AIR SÉNÉGAL À LA CONQUÊTE DU CIEL SAHÉLIEN
L'éviction d'Air France des pays de l'AES a créé une opportunité que les compagnies africaines s'empressent de saisir. Le transporteur national revient ainsi à Niamey après cinq ans d'absence et double ses fréquences vers Bamako

(SenePlus) - Selon les informations rapportées par Jeune Afrique, Air Sénégal s'apprête à faire son retour dans la capitale nigérienne après une longue absence. "Le 27 mai 2025, un Airbus A319 d'Air Sénégal se posera à Niamey pour la première fois depuis cinq ans. La liaison, brièvement opérée par le pavillon sénégalais en 2019 et 2020, n'avait en effet jamais été relancée après le Covid", précise le magazine panafricain.
Ce retour s'inscrit dans une stratégie plus large de consolidation régionale pour la compagnie sénégalaise qui, comme l'indique JA, "a opéré en 2024 une vaste réorganisation de son programme de vol, éliminant toutes les destinations non rentables (dont l'Afrique centrale et les États-Unis)". Le transporteur national adopte une approche prudente en "couplant ses trois vols hebdomadaires vers Niamey avec une escale à Bamako", autre capitale de l'Alliance des États du Sahel (AES) désormais inaccessible au pavillon français.

Entrées enregistrées:

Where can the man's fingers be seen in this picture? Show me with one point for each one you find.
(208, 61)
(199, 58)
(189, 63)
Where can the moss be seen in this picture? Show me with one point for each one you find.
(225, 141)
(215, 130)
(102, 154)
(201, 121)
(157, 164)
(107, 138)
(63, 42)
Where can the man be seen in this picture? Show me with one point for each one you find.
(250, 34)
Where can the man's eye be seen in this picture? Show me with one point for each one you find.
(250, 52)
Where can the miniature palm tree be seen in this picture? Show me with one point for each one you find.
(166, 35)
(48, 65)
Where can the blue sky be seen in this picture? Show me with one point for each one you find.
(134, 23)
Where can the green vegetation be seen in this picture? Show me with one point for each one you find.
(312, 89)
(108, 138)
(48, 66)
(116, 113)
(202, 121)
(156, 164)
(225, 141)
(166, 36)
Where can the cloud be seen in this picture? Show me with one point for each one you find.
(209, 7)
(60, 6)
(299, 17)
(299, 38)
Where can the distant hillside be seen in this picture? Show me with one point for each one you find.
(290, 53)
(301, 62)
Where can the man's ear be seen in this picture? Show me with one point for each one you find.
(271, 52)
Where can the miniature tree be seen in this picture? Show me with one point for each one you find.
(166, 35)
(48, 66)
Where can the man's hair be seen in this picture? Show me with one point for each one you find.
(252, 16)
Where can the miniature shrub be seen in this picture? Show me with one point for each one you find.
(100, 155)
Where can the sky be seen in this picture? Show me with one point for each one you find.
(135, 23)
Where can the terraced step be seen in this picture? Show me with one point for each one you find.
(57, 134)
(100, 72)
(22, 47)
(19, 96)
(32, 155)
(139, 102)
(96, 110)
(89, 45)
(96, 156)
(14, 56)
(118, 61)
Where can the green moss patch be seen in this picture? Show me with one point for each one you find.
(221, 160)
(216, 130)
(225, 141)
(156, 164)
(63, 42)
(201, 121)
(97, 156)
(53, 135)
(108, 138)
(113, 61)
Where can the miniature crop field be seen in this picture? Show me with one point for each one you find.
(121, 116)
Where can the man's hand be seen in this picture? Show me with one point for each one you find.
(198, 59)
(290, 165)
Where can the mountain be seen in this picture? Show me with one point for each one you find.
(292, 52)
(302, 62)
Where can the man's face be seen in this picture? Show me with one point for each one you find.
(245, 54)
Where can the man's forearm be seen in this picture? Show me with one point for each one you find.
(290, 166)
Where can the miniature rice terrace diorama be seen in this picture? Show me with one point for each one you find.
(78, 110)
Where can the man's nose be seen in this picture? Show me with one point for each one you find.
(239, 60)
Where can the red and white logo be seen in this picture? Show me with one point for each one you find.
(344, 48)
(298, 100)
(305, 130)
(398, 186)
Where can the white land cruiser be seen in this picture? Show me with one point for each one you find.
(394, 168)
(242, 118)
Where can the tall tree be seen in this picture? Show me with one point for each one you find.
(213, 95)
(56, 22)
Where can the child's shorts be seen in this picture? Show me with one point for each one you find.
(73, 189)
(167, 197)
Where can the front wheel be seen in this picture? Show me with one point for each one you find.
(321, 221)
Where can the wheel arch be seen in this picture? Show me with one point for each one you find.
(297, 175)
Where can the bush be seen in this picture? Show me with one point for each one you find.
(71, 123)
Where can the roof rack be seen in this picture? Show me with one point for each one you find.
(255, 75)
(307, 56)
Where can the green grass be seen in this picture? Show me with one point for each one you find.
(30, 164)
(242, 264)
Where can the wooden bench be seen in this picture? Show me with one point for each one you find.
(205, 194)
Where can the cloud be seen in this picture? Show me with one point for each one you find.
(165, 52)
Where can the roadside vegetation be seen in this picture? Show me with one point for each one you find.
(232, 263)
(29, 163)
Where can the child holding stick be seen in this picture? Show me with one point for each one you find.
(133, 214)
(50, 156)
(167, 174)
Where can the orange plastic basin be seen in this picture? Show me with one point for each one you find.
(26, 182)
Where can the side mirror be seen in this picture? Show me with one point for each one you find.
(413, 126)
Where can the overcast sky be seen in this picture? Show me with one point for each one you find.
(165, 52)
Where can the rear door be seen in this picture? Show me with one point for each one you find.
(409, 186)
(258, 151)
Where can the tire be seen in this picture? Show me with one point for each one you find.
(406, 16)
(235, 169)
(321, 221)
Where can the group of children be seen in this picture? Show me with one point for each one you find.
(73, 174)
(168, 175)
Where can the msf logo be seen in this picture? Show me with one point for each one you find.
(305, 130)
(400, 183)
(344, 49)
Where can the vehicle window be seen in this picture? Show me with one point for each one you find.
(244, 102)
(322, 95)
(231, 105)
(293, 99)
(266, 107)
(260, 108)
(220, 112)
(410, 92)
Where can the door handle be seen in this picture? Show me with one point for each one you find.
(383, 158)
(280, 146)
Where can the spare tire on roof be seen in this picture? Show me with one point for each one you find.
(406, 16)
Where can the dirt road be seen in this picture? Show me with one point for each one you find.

*Série de tâches:*
**1.** Recopiez mot pour mot le passage de l'article sur Air Sénégal situé entre "(SenePlus) - Selon" et "le magazine panafricain.", ces deux passages compris.
**2.** D'après l'article sur Air Sénégal, à quelle date un Airbus A319 de la compagnie doit-il se poser à Niamey ?
**3.** Écrivez la suite de l'article sur Air Sénégal après sa dernière phrase.
Les entrées ne jouent aucun rôle dans ce travail.

*Réponses par tâche:*
**1.**
(SenePlus) - Selon les informations rapportées par Jeune Afrique, Air Sénégal s'apprête à faire son retour dans la capitale nigérienne après une longue absence. "Le 27 mai 2025, un Airbus A319 d'Air Sénégal se posera à Niamey pour la première fois depuis cinq ans. La liaison, brièvement opérée par le pavillon sénégalais en 2019 et 2020, n'avait en effet jamais été relancée après le Covid", précise le magazine panafricain.

**2.** Le 27 mai 2025.

**3.**
L'offensive sahélienne d'Air Sénégal se manifeste également par un renforcement significatif de ses fréquences vers Bamako, qui passeront "de 6 vols hebdomadaires actuellement à 11, à partir du 27 mai", rapporte Jeune Afrique. Quant à Ouagadougou, troisième capitale de l'AES, elle verra ses dessertes augmenter considérablement puisqu'Air Sénégal "la proposera quotidiennement à compter de mi-mai, contre trois fois par semaine actuellement".
Interrogé par l'hebdomadaire, Ibra Wane, professionnel de l'aviation basé à Dakar, estime que cette réorganisation des vols d'Air Sénégal ne constitue pas véritablement une tentative de remplacer Air France, mais s'inscrit plutôt dans la continuité de sa nouvelle stratégie commerciale. "Dans sa stratégie de rationalisation de son programme, la compagnie s'est repliée sur la zone qu'elle maîtrise le mieux, et qui a son propre marché très dynamique. Si l'absence d'Air France lui permet d'engranger du trafic additionnel vers ces trois villes, c'est tant mieux, mais je ne pense pas que ce soit son but premier", explique-t-il.
Air Sénégal n'est pas seule à vouloir capter la clientèle délaissée par Air France. Jeune Afrique rapporte qu'"Air Côte d'Ivoire a prévu d'augmenter ses fréquences vers Niamey et Ouagadougou". Concrètement, les vols vers ces deux capitales "passeront de 10 par semaine actuellement pour chacune des deux capitales à 11 au 1er mai, puis à 14 au 1er juin".
Cette montée en puissance revêt un caractère particulièrement stratégique pour la compagnie ivoirienne qui, comme le souligne le magazine panafricain, "n'attend plus que la livraison (annoncée comme imminente) de son A330neo pour lancer ses propres vols entre Abidjan et Paris". Cette nouvelle étape lui permettrait de "maîtriser l'ensemble du trajet auquel Air France a été contraint de renoncer".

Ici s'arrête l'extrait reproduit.